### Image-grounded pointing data

=== Section Start ===

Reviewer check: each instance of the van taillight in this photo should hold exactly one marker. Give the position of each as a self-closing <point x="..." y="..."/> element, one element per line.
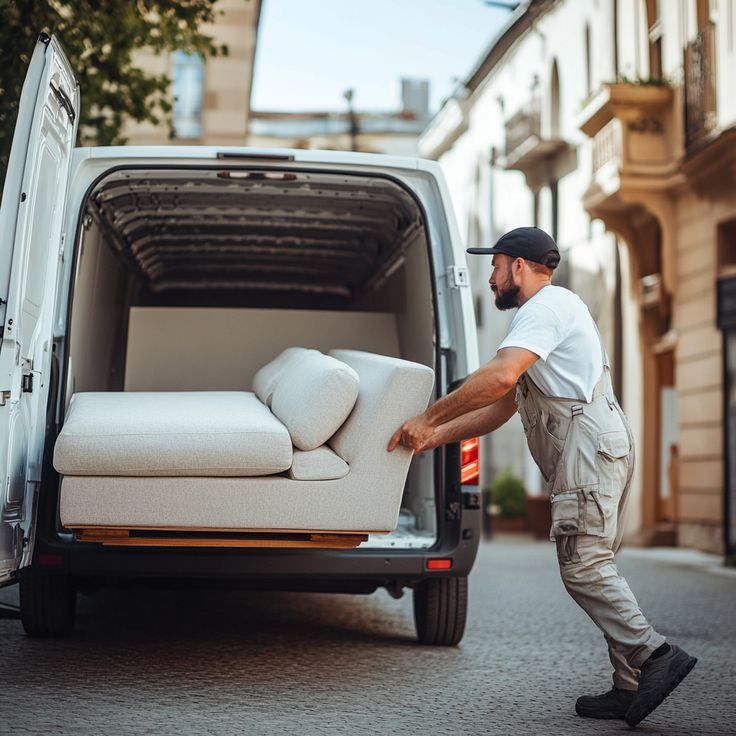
<point x="470" y="462"/>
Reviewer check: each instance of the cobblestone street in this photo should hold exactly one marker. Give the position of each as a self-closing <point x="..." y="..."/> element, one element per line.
<point x="167" y="662"/>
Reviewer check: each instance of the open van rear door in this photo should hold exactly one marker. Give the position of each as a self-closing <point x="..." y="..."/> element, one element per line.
<point x="31" y="252"/>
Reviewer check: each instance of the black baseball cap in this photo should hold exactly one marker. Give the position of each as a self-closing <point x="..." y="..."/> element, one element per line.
<point x="530" y="243"/>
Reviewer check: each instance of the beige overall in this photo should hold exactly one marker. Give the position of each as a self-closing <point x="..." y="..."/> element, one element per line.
<point x="585" y="452"/>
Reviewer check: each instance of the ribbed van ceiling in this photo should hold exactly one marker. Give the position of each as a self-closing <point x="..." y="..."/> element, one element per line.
<point x="255" y="230"/>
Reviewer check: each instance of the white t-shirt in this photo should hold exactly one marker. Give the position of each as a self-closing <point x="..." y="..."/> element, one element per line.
<point x="556" y="325"/>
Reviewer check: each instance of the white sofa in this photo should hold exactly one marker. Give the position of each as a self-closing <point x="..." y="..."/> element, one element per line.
<point x="226" y="461"/>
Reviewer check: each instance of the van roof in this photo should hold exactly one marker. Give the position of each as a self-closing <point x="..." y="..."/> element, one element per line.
<point x="234" y="153"/>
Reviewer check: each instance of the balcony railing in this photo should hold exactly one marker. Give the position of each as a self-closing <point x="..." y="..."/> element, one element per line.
<point x="700" y="86"/>
<point x="607" y="145"/>
<point x="523" y="126"/>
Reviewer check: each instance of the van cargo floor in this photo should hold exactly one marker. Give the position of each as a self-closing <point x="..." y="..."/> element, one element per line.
<point x="119" y="537"/>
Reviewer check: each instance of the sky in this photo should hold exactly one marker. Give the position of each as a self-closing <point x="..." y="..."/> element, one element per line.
<point x="310" y="51"/>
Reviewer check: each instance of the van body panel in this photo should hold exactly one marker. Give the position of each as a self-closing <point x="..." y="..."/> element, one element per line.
<point x="31" y="254"/>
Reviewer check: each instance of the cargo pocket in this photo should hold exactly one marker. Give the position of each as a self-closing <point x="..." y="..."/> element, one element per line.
<point x="568" y="514"/>
<point x="577" y="512"/>
<point x="613" y="461"/>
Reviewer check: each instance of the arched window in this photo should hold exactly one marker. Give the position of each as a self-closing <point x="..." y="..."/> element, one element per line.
<point x="554" y="102"/>
<point x="654" y="26"/>
<point x="188" y="83"/>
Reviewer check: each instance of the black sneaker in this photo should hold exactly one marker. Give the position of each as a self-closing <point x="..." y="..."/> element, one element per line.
<point x="613" y="704"/>
<point x="658" y="678"/>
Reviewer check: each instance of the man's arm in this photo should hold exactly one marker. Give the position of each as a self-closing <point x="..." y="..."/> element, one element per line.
<point x="486" y="386"/>
<point x="474" y="423"/>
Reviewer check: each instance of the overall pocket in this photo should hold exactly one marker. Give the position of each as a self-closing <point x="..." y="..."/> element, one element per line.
<point x="586" y="467"/>
<point x="545" y="448"/>
<point x="613" y="461"/>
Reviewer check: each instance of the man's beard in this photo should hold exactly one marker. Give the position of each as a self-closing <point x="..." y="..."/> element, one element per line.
<point x="510" y="297"/>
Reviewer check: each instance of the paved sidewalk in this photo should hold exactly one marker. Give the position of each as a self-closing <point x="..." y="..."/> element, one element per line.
<point x="192" y="662"/>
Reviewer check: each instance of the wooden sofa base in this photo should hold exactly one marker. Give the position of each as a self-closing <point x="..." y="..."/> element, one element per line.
<point x="182" y="537"/>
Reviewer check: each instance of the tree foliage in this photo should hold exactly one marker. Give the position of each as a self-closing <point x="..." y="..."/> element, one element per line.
<point x="99" y="38"/>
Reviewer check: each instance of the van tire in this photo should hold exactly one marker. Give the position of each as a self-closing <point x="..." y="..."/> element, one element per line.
<point x="440" y="610"/>
<point x="47" y="604"/>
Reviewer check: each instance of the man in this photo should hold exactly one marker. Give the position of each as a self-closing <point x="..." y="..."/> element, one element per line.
<point x="553" y="369"/>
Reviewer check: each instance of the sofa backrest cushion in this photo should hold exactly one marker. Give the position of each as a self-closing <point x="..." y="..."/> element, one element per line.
<point x="322" y="463"/>
<point x="314" y="395"/>
<point x="265" y="380"/>
<point x="391" y="391"/>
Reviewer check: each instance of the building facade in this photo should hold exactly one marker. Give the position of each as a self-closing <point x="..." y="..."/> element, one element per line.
<point x="663" y="136"/>
<point x="211" y="97"/>
<point x="609" y="124"/>
<point x="393" y="132"/>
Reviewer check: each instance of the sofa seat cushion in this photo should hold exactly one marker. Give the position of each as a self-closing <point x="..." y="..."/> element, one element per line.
<point x="193" y="433"/>
<point x="313" y="396"/>
<point x="322" y="463"/>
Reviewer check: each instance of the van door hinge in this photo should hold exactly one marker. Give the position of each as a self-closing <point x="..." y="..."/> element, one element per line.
<point x="458" y="276"/>
<point x="26" y="381"/>
<point x="26" y="385"/>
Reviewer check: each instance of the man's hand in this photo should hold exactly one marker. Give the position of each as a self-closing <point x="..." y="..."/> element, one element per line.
<point x="415" y="433"/>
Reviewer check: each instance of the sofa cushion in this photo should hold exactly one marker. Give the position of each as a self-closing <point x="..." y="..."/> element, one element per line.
<point x="313" y="396"/>
<point x="197" y="433"/>
<point x="265" y="380"/>
<point x="322" y="463"/>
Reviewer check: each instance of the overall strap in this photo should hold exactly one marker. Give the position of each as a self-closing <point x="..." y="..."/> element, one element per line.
<point x="604" y="354"/>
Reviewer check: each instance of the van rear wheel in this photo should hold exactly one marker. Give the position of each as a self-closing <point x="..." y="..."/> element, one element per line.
<point x="47" y="604"/>
<point x="440" y="610"/>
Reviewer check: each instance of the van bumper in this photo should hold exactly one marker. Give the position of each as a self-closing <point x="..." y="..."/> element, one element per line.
<point x="353" y="570"/>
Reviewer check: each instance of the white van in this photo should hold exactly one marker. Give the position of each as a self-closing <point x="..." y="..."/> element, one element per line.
<point x="183" y="268"/>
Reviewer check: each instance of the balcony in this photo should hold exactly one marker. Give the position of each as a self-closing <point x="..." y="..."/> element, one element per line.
<point x="527" y="148"/>
<point x="635" y="148"/>
<point x="700" y="87"/>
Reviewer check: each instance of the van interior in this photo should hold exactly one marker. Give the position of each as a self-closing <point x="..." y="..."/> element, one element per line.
<point x="191" y="279"/>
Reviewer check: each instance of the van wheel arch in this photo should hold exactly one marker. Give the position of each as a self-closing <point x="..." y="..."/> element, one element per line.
<point x="47" y="604"/>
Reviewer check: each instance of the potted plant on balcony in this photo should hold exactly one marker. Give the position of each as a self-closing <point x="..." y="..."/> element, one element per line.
<point x="507" y="503"/>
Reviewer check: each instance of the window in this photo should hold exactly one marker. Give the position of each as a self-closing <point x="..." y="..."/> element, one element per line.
<point x="588" y="63"/>
<point x="188" y="83"/>
<point x="554" y="102"/>
<point x="654" y="24"/>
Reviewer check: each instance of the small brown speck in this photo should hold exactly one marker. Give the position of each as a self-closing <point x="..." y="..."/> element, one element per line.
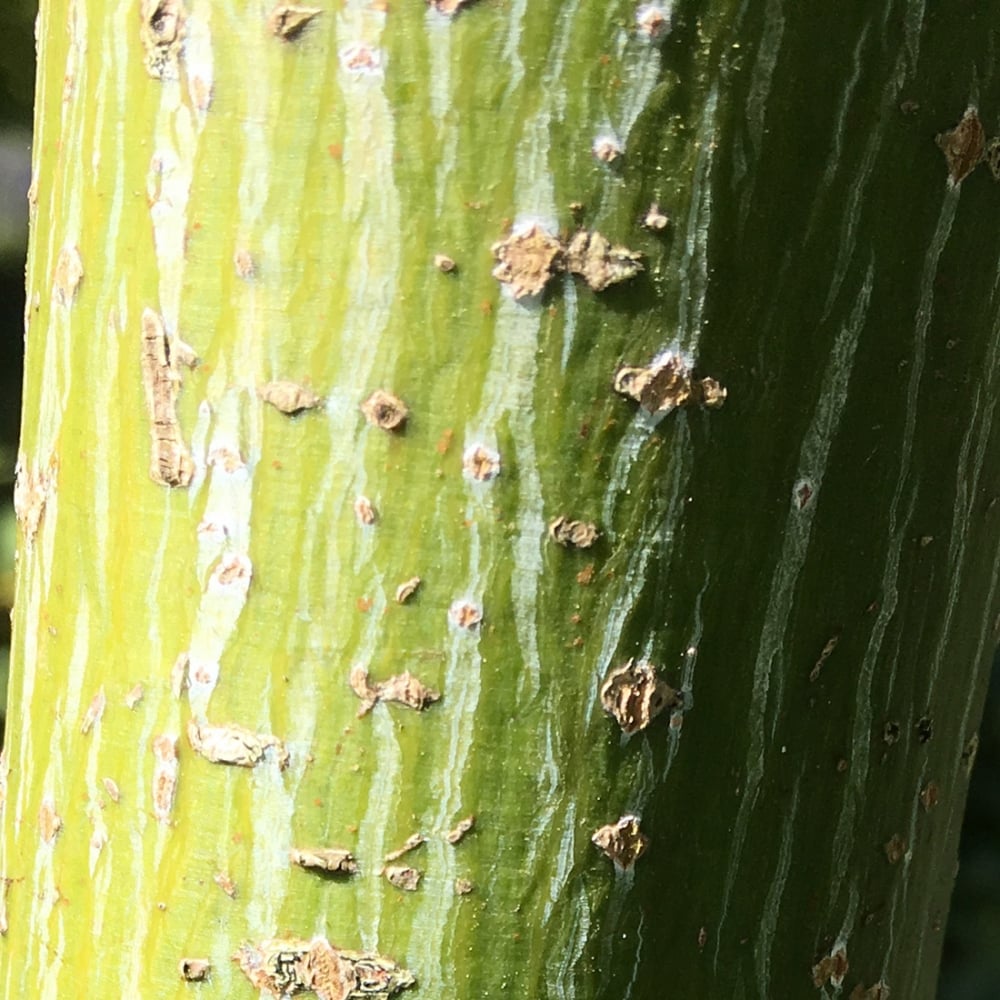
<point x="464" y="614"/>
<point x="243" y="262"/>
<point x="963" y="146"/>
<point x="831" y="968"/>
<point x="527" y="259"/>
<point x="94" y="711"/>
<point x="288" y="20"/>
<point x="593" y="258"/>
<point x="992" y="156"/>
<point x="622" y="841"/>
<point x="407" y="589"/>
<point x="403" y="688"/>
<point x="289" y="397"/>
<point x="655" y="219"/>
<point x="336" y="860"/>
<point x="194" y="970"/>
<point x="403" y="877"/>
<point x="633" y="694"/>
<point x="929" y="796"/>
<point x="225" y="883"/>
<point x="49" y="821"/>
<point x="480" y="463"/>
<point x="364" y="511"/>
<point x="573" y="534"/>
<point x="68" y="275"/>
<point x="360" y="58"/>
<point x="383" y="409"/>
<point x="460" y="829"/>
<point x="162" y="33"/>
<point x="895" y="848"/>
<point x="448" y="7"/>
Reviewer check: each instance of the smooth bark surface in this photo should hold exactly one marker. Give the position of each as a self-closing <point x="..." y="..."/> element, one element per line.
<point x="814" y="565"/>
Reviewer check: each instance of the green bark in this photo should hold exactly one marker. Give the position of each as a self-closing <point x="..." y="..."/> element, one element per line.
<point x="281" y="210"/>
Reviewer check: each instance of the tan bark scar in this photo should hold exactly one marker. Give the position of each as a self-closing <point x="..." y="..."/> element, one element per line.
<point x="170" y="462"/>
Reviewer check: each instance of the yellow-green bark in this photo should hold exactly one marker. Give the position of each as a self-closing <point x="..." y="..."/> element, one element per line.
<point x="279" y="205"/>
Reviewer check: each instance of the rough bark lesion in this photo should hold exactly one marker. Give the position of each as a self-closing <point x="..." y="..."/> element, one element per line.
<point x="171" y="463"/>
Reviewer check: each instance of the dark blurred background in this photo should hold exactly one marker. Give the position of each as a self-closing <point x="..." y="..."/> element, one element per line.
<point x="971" y="969"/>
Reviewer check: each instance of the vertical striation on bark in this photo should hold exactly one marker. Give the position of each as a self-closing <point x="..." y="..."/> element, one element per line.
<point x="787" y="602"/>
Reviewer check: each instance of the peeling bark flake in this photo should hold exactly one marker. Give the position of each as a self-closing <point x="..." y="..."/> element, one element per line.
<point x="992" y="157"/>
<point x="289" y="397"/>
<point x="527" y="259"/>
<point x="666" y="383"/>
<point x="403" y="688"/>
<point x="170" y="464"/>
<point x="94" y="712"/>
<point x="460" y="829"/>
<point x="465" y="614"/>
<point x="68" y="275"/>
<point x="33" y="487"/>
<point x="234" y="744"/>
<point x="831" y="968"/>
<point x="49" y="821"/>
<point x="634" y="695"/>
<point x="288" y="20"/>
<point x="407" y="589"/>
<point x="623" y="841"/>
<point x="165" y="769"/>
<point x="403" y="877"/>
<point x="282" y="967"/>
<point x="963" y="146"/>
<point x="383" y="409"/>
<point x="412" y="843"/>
<point x="162" y="34"/>
<point x="573" y="534"/>
<point x="194" y="970"/>
<point x="653" y="21"/>
<point x="335" y="860"/>
<point x="600" y="264"/>
<point x="360" y="58"/>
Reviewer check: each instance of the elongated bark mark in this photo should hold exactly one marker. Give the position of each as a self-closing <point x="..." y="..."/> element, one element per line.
<point x="165" y="768"/>
<point x="170" y="464"/>
<point x="281" y="967"/>
<point x="162" y="35"/>
<point x="234" y="744"/>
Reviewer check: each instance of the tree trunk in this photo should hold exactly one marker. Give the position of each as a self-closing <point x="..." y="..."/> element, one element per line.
<point x="811" y="568"/>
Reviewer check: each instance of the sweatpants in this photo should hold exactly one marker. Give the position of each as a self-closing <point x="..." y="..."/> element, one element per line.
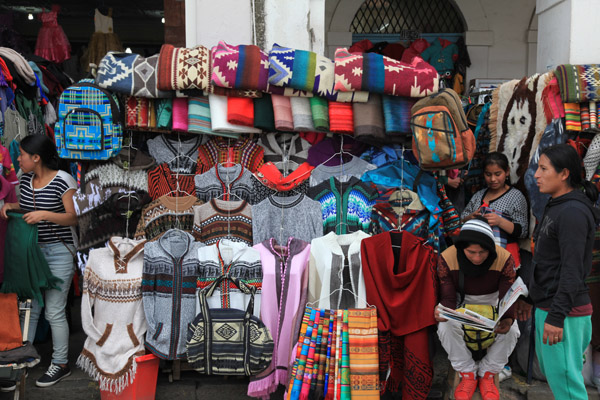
<point x="562" y="363"/>
<point x="452" y="337"/>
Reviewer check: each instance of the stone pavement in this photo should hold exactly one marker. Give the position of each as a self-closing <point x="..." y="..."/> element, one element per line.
<point x="193" y="386"/>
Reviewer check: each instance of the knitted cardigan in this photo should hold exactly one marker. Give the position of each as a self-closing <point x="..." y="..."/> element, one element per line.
<point x="238" y="260"/>
<point x="220" y="219"/>
<point x="112" y="314"/>
<point x="299" y="216"/>
<point x="285" y="280"/>
<point x="169" y="292"/>
<point x="335" y="261"/>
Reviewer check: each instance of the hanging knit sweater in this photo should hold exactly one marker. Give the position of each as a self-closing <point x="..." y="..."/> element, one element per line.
<point x="169" y="292"/>
<point x="236" y="259"/>
<point x="165" y="213"/>
<point x="220" y="181"/>
<point x="220" y="150"/>
<point x="112" y="313"/>
<point x="285" y="280"/>
<point x="346" y="206"/>
<point x="220" y="219"/>
<point x="284" y="217"/>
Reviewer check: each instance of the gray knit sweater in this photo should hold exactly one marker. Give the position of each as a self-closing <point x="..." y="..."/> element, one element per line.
<point x="171" y="267"/>
<point x="302" y="219"/>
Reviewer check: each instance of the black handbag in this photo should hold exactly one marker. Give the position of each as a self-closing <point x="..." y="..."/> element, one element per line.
<point x="228" y="341"/>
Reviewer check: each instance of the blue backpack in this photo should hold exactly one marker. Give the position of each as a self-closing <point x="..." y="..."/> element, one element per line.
<point x="89" y="123"/>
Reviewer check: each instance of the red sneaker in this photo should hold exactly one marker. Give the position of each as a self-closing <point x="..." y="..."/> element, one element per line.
<point x="487" y="387"/>
<point x="466" y="387"/>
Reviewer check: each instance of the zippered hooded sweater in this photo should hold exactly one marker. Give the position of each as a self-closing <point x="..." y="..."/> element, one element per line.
<point x="563" y="255"/>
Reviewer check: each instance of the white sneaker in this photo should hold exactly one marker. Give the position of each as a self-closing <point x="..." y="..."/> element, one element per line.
<point x="505" y="373"/>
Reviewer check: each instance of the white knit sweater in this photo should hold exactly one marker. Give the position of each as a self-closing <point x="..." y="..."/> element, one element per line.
<point x="112" y="314"/>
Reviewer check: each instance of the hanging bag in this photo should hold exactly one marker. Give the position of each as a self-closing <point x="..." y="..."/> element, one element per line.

=== Section End ===

### Goal of the exercise
An exact copy of the lines from the one containing "Reviewer check: each instance of the zippered" through the end of the entries is required, and nothing beyond them.

### Solution below
Reviewer check: each instance of the zippered hooded sweater in this photo should hold exactly one marker. Give the position of each as a self-closing <point x="..." y="..."/> element, one element per line.
<point x="563" y="255"/>
Reviewer check: each instance of the white sneaker in this photo should hold exactly one marker. Give the position of each as a self-closing <point x="..." y="..."/> element, one element per line.
<point x="505" y="373"/>
Reviewer check: each instance of the white knit sweater in this photo should hold exactly one marker. Give the position of each as a self-closing <point x="..." y="..."/> element, one element per line.
<point x="112" y="314"/>
Reviewer check: each instance of the hanging bag in this photo should hold exactly one marker. Give the position of each as a self-closing <point x="..." y="..."/> element, one element per line.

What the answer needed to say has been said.